◆ Supplied passage ◆

>> START

I have to go down to the office next Monday to finalise details with them.
I would really appreciate it if you could confirm your attendance on this thread please.
Many thanks
Rob


----------



## Liverpoolphil (Jun 11, 2014)

Is this just a one day event mate ?


----------



## Smiffy (Jun 11, 2014)

Liverpoolphil said:



			Is this just a one day event mate ?
		
Click to expand...

Yes mate. The best one day event of the year


----------



## Liverpoolphil (Jun 11, 2014)

Smiffy said:



			Yes mate. The best one day event of the year


Click to expand...

Can you put me down please if there is a space whilst i check my diary just in case HID has some wedding arrangments plans etc blah blah


----------



## wookie (Jun 11, 2014)

I'm still in Smiffy - cheers


----------



## Smiffy (Jun 11, 2014)

Liverpoolphil said:



			Can you put me down please if there is a space whilst i check my diary just in case HID has some wedding arrangments plans etc blah blah  

Click to expand...

>> END

◆ Exercises to complete ◆
1) In the forum thread, how does Smiffy describe the event?
2) Shorten the paragraph in the forum thread that begins "Can you put me down please" and keep its main facts.
3) List each username that heads a post in the forum thread, giving each name once.
You won't need the material that comes after the thread.

◆ Recorded data ◆
>> START

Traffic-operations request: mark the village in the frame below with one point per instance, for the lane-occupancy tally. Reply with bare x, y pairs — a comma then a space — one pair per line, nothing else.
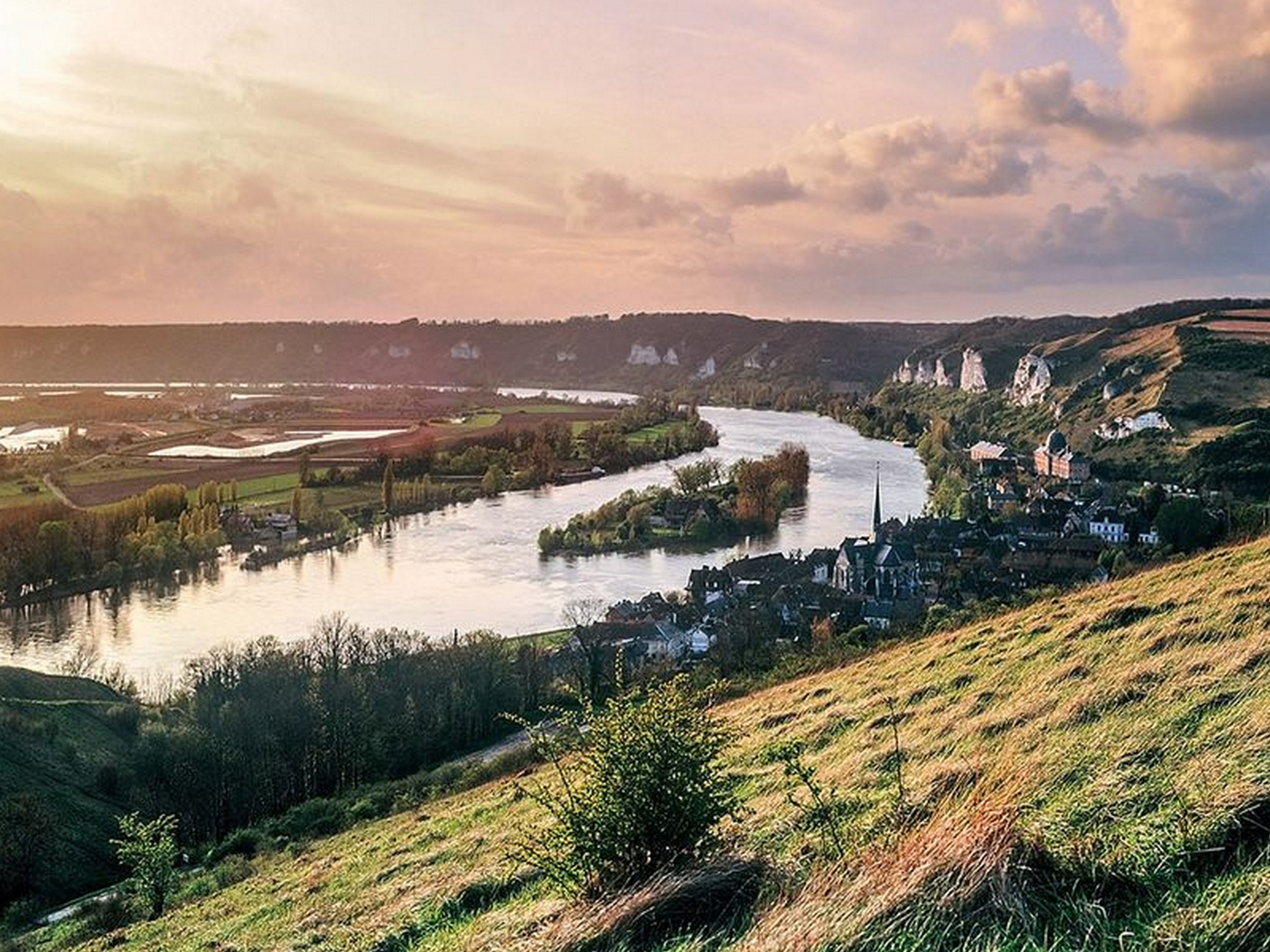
1037, 521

>> END

◆ The responses ◆
1) The best one day event of the year.

2) Please add me if there's a space while I check my diary, in case HID has wedding plans.

3) Liverpoolphil, Smiffy, wookie